[BEGIN SOURCE DOCUMENT]

ENGLISH 4030                     FALL 2005                 FINAL EXAM QUESTIONS

 

Ten of the following passages, all drawn from this semester’s reading, will appear on Monday’s exam, and you will be asked to explain six or seven of them.  You should try to describe what each statement means in the context in which it appears, and the way in which it exemplifies or is connected to the chief concerns of the writer.

 

 

1. As his proposition approaches adequacy, he will find, not only that it has increased greatly in length, but that it has begun to fill itself up with reservations and qualifications--and most significant of all--the formulator will find that he has himself begun to fall back upon metaphors of his own  in his attempt to indicate what the poem "says."  In sum, his proposition, as it approached adequacy, ceases to be a proposition. (Brooks, "The Heresy of Paraphrase")

 

2. Critical inquiries are not settled by consulting the oracle. (Wimsatt and Beardsley, "The Intentional Fallacy")

 

3. In other words, in the analysis of these lines from Lycidas I did what critics always do: I "saw" what my interpretive principles permitted or directed me to see, and then I tuned around and attributes what I had "seen" to a text and an intention.  (Fish, "Interpreting the Variorum")

 

4. The bond between the signifier and the signified is arbitrary.  Since I mean by sign the whole that results from the associating of the signifier with the signified, I can simply say: the linguistic sign is arbitrary. (Saussure, from Course in General Linguistics)

[END SOURCE DOCUMENT]

__WRITTEN INSTRUCTION__. In two sentences, what does the exam sheet tell students about Monday's exam? The lines that follow have nothing to do with the exam sheet.

[BEGIN SUPPLIED INFORMATION]

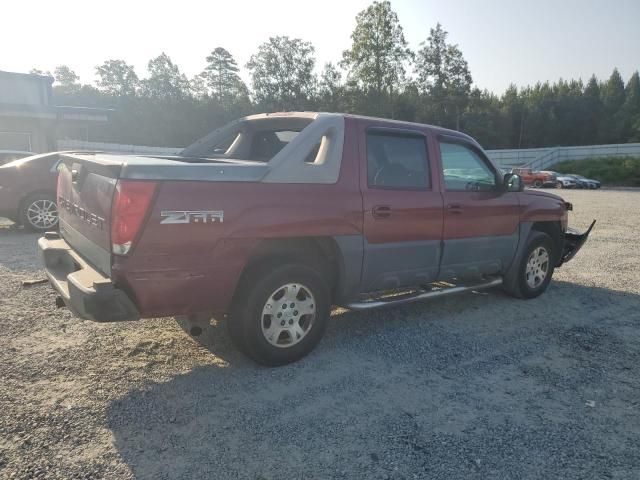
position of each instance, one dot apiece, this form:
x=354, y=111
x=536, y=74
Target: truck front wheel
x=280, y=313
x=536, y=266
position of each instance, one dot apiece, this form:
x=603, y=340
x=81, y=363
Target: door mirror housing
x=512, y=182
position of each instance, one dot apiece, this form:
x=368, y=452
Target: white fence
x=541, y=158
x=115, y=147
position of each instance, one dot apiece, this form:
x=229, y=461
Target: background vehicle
x=28, y=191
x=534, y=178
x=298, y=212
x=583, y=182
x=564, y=181
x=9, y=155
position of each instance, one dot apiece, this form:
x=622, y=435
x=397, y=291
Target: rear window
x=267, y=144
x=397, y=161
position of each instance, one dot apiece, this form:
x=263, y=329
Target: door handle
x=381, y=211
x=454, y=208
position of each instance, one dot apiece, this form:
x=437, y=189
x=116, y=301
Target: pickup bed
x=274, y=218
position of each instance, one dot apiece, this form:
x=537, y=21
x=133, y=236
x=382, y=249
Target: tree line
x=378, y=75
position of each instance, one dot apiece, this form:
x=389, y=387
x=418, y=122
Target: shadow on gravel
x=481, y=386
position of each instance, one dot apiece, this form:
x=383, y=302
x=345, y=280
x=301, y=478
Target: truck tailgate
x=86, y=187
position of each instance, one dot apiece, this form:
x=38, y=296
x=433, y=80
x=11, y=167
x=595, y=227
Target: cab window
x=397, y=161
x=464, y=169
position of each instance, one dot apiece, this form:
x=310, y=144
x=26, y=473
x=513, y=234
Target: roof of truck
x=398, y=123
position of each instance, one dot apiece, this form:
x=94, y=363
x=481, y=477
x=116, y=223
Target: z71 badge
x=196, y=216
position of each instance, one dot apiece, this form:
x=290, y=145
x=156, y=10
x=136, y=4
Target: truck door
x=481, y=219
x=402, y=213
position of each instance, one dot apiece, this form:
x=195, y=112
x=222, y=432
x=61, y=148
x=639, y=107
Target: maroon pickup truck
x=274, y=218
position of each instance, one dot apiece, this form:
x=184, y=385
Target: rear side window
x=464, y=169
x=397, y=161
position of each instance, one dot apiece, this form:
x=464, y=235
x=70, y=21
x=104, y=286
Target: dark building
x=30, y=121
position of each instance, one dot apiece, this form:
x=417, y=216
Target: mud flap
x=573, y=242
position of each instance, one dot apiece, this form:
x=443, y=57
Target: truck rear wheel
x=39, y=213
x=280, y=313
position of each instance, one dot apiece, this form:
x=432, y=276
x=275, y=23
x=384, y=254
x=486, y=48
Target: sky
x=504, y=41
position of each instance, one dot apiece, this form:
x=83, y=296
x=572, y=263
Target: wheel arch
x=325, y=254
x=27, y=196
x=554, y=230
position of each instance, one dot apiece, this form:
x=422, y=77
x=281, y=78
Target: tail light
x=130, y=206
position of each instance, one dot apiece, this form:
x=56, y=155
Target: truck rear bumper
x=87, y=292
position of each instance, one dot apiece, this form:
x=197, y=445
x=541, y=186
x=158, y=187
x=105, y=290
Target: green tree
x=282, y=73
x=66, y=79
x=612, y=94
x=330, y=88
x=592, y=105
x=165, y=80
x=444, y=74
x=631, y=110
x=378, y=54
x=37, y=71
x=221, y=75
x=117, y=78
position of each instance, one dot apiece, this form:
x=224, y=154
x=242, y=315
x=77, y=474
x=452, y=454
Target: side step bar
x=400, y=299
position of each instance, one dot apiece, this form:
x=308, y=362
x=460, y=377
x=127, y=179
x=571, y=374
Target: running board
x=389, y=301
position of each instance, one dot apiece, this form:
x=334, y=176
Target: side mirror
x=512, y=182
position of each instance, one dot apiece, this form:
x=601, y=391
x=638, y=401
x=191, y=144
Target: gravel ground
x=474, y=386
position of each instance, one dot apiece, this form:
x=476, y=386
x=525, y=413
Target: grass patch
x=624, y=171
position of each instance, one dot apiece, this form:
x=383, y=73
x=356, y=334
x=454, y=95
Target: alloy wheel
x=42, y=214
x=537, y=267
x=288, y=315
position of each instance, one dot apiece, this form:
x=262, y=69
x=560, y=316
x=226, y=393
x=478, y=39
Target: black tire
x=246, y=317
x=25, y=215
x=536, y=241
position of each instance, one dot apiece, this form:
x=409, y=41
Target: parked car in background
x=534, y=178
x=28, y=191
x=562, y=180
x=7, y=156
x=583, y=182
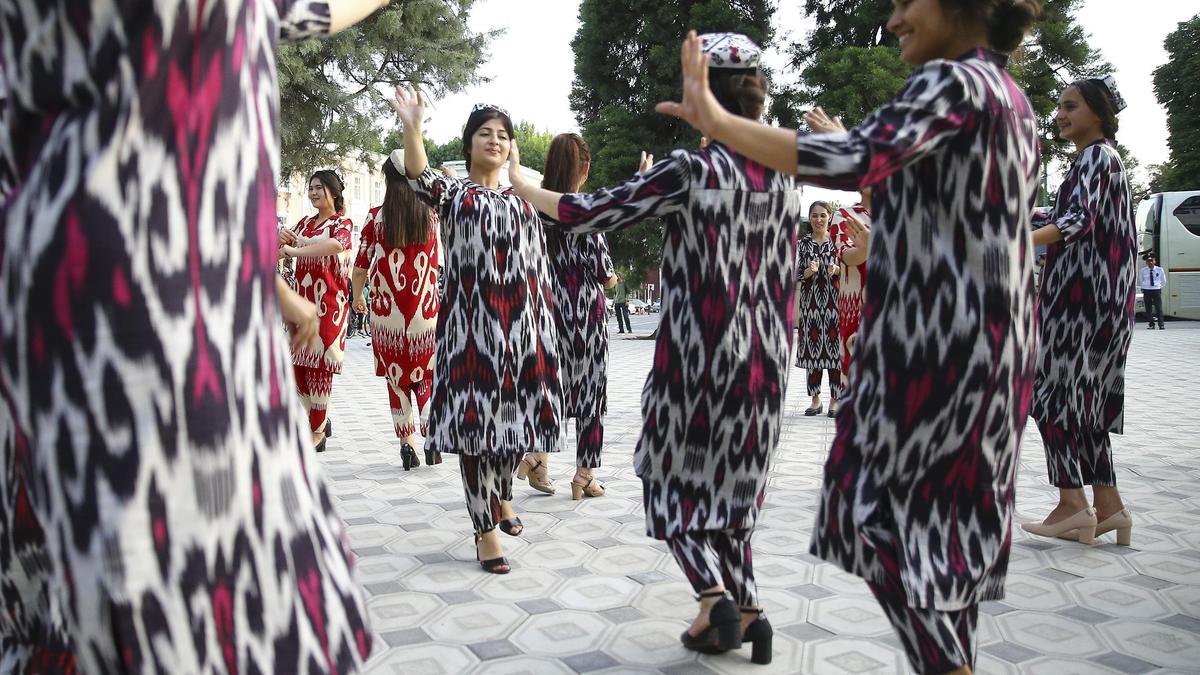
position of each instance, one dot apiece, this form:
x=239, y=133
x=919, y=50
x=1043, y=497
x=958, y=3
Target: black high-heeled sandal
x=760, y=634
x=724, y=632
x=513, y=526
x=408, y=457
x=493, y=566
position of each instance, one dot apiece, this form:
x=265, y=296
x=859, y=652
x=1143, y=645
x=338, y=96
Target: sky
x=531, y=65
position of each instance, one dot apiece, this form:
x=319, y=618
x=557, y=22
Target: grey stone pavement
x=591, y=593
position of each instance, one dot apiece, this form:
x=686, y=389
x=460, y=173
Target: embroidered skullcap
x=1110, y=84
x=490, y=107
x=730, y=51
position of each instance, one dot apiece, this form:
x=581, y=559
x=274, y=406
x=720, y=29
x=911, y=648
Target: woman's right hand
x=821, y=123
x=409, y=105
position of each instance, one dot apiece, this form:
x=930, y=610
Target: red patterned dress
x=853, y=281
x=403, y=282
x=324, y=282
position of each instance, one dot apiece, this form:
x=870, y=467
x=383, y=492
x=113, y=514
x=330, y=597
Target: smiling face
x=490, y=144
x=318, y=193
x=1077, y=121
x=925, y=30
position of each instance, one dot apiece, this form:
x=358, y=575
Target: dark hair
x=565, y=160
x=1099, y=100
x=477, y=120
x=739, y=91
x=1007, y=21
x=406, y=219
x=334, y=187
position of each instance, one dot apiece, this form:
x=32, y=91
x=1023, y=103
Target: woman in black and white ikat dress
x=919, y=483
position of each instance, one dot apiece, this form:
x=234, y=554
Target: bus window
x=1189, y=214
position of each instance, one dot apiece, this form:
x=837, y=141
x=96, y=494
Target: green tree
x=1177, y=88
x=329, y=103
x=627, y=59
x=845, y=81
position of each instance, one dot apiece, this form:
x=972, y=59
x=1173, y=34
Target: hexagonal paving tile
x=1051, y=634
x=402, y=610
x=562, y=633
x=475, y=622
x=850, y=616
x=1155, y=643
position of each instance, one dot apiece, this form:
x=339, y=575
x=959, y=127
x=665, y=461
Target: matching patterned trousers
x=718, y=557
x=486, y=482
x=934, y=640
x=834, y=382
x=1078, y=457
x=402, y=413
x=315, y=386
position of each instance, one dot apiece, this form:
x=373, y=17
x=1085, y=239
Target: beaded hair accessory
x=1110, y=83
x=730, y=51
x=479, y=107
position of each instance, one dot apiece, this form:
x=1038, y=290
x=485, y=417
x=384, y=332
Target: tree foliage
x=328, y=100
x=627, y=59
x=1177, y=88
x=851, y=65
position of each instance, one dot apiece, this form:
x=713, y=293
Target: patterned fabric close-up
x=145, y=377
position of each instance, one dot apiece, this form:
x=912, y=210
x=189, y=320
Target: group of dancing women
x=162, y=508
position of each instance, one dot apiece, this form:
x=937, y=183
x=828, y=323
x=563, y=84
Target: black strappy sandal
x=724, y=632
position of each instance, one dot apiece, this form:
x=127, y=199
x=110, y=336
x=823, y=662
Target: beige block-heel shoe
x=1083, y=521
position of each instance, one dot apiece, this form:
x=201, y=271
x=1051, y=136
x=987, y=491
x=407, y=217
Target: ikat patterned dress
x=1086, y=314
x=496, y=383
x=403, y=284
x=581, y=264
x=149, y=407
x=817, y=346
x=852, y=285
x=712, y=406
x=325, y=282
x=919, y=481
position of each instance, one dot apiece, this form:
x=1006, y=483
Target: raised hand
x=699, y=107
x=859, y=234
x=408, y=103
x=821, y=123
x=646, y=162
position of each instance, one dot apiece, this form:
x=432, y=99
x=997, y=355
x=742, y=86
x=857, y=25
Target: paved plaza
x=591, y=593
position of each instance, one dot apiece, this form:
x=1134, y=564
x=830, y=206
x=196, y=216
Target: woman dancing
x=496, y=389
x=919, y=483
x=322, y=279
x=582, y=268
x=399, y=254
x=1086, y=310
x=712, y=406
x=817, y=273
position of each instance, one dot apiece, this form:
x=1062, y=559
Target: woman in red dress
x=399, y=254
x=321, y=279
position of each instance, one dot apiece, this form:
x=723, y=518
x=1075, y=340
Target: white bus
x=1169, y=223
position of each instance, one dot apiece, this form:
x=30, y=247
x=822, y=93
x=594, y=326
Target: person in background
x=399, y=256
x=817, y=273
x=1086, y=312
x=322, y=278
x=621, y=304
x=1151, y=279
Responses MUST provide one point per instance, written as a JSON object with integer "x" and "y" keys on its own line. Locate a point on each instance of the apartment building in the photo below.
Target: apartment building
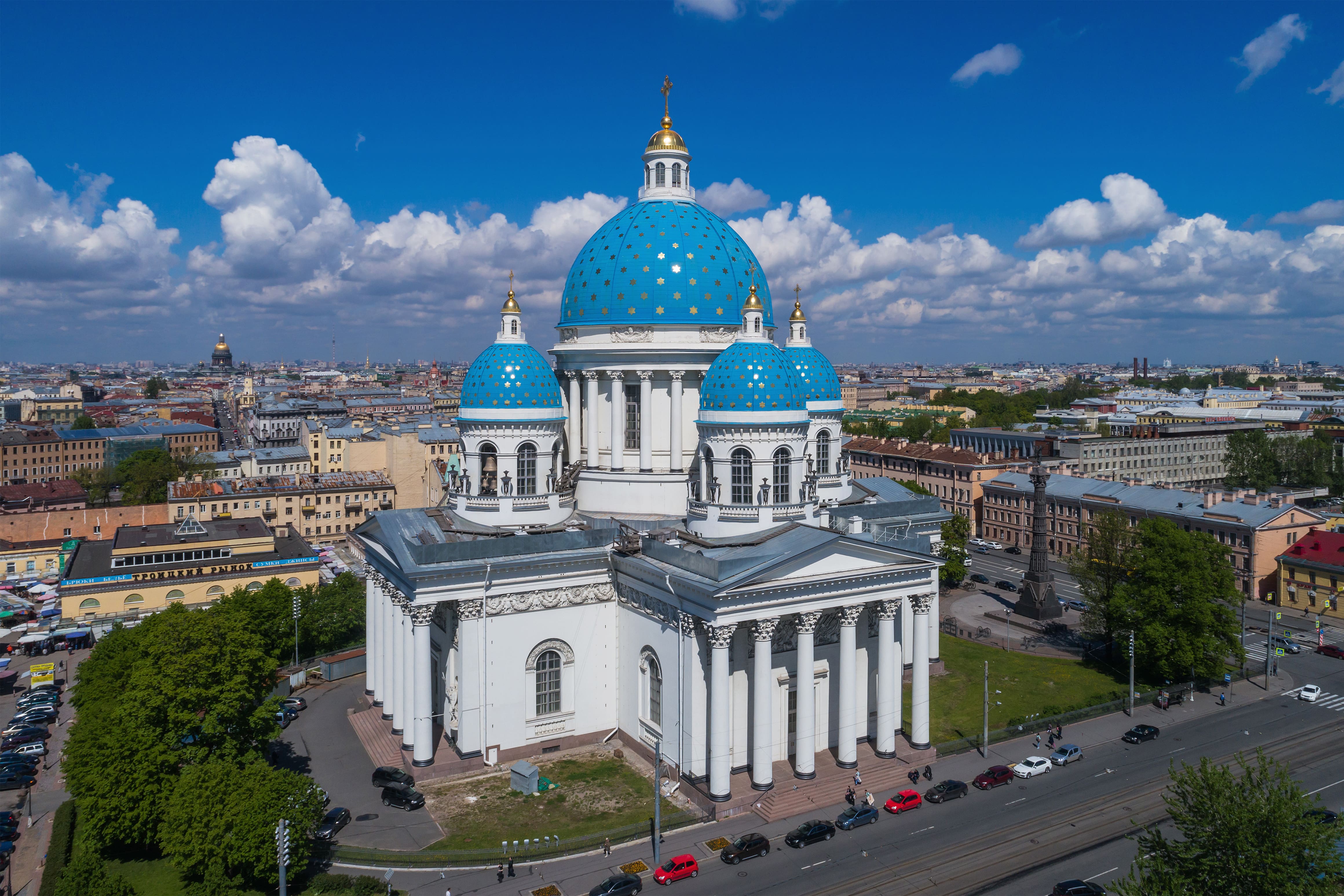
{"x": 1255, "y": 527}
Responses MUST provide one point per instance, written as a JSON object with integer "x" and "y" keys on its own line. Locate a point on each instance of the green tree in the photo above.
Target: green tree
{"x": 1101, "y": 569}
{"x": 1250, "y": 460}
{"x": 87, "y": 875}
{"x": 1179, "y": 602}
{"x": 146, "y": 475}
{"x": 224, "y": 817}
{"x": 956, "y": 533}
{"x": 1245, "y": 835}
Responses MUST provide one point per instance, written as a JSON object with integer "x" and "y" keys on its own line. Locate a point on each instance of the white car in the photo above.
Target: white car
{"x": 1031, "y": 766}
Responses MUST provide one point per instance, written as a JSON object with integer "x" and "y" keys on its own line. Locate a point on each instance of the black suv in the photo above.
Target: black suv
{"x": 745, "y": 847}
{"x": 810, "y": 832}
{"x": 389, "y": 776}
{"x": 404, "y": 798}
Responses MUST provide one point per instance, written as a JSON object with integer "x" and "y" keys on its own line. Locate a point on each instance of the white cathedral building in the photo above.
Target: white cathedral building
{"x": 657, "y": 537}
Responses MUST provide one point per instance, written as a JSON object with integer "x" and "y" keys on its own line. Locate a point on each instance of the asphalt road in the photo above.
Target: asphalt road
{"x": 1016, "y": 840}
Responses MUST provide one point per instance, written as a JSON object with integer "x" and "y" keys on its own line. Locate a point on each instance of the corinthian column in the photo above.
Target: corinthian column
{"x": 921, "y": 605}
{"x": 847, "y": 753}
{"x": 762, "y": 721}
{"x": 889, "y": 679}
{"x": 721, "y": 760}
{"x": 806, "y": 737}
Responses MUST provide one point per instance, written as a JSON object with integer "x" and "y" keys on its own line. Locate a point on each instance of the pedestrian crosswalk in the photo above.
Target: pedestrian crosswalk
{"x": 1327, "y": 701}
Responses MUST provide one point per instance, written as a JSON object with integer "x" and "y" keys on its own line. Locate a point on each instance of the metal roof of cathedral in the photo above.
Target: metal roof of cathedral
{"x": 663, "y": 262}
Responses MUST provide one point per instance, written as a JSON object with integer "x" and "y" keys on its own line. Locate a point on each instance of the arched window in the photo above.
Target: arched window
{"x": 651, "y": 680}
{"x": 527, "y": 469}
{"x": 741, "y": 476}
{"x": 783, "y": 463}
{"x": 490, "y": 469}
{"x": 549, "y": 683}
{"x": 823, "y": 452}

[END SUPPLIED INFORMATION]

__RESULT BELOW__. Ten passages from the semester's reading will appear on Monday's exam, and students will be asked to explain six or seven of them. For each one, they should describe what the statement means in its context and how it exemplifies or connects to the writer's chief concerns.